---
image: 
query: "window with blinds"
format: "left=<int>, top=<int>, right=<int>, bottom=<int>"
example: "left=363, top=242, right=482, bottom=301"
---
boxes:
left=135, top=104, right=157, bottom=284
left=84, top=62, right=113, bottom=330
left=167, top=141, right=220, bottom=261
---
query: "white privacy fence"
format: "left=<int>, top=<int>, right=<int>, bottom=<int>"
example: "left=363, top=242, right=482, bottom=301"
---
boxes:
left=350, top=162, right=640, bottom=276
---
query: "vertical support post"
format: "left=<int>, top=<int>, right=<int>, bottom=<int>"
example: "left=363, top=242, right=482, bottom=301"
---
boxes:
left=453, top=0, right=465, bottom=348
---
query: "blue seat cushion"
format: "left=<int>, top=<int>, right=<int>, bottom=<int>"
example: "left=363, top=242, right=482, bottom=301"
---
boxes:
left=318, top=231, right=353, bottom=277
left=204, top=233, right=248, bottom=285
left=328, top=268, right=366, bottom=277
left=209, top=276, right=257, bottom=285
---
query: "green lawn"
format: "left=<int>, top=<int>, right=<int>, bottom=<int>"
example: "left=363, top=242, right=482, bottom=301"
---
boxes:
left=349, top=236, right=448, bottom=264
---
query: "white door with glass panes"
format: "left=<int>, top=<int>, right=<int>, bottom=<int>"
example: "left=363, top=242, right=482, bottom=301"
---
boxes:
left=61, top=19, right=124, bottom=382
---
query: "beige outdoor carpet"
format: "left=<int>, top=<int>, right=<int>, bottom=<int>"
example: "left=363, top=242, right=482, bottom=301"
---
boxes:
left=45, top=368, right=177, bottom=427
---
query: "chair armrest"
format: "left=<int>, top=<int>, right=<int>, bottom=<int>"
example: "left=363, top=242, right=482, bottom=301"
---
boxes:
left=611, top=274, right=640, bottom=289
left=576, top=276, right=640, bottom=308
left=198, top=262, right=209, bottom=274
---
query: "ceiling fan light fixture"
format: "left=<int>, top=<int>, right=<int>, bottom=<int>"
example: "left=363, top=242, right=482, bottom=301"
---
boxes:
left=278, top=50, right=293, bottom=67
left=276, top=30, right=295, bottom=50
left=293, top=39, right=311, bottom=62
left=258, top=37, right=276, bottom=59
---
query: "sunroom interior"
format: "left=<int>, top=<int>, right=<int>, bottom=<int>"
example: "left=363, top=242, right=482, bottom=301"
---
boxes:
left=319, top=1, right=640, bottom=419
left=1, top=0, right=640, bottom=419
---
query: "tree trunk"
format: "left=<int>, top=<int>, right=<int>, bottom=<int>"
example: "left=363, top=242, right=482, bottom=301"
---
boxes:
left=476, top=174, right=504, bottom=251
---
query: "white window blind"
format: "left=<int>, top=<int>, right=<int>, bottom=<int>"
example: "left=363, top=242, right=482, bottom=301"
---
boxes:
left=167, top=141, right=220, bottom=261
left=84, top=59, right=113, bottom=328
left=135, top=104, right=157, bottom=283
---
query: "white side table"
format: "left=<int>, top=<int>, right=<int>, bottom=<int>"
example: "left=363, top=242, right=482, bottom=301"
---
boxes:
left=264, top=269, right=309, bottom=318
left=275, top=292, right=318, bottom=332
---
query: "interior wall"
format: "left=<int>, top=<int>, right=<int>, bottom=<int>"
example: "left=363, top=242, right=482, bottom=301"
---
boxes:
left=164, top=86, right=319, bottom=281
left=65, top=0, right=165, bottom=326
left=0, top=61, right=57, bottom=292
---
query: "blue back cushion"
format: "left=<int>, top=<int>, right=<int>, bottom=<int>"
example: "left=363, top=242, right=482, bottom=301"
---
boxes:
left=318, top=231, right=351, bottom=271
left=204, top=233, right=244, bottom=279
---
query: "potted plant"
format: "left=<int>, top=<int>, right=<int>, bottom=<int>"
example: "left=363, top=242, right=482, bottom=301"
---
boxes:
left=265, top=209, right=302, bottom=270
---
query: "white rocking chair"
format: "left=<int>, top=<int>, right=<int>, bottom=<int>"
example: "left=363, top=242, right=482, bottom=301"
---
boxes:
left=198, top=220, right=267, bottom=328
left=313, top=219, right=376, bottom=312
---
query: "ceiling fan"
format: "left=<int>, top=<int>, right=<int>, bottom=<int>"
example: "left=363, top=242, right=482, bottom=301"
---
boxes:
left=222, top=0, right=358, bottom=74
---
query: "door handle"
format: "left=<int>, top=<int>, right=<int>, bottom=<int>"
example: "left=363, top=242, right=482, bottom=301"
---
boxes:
■ ■ ■ ■ ■
Collect every line in the entries above that contains the string "window", matching case exactly.

- _Task output_:
query: "window with blinds"
query: "white window blind"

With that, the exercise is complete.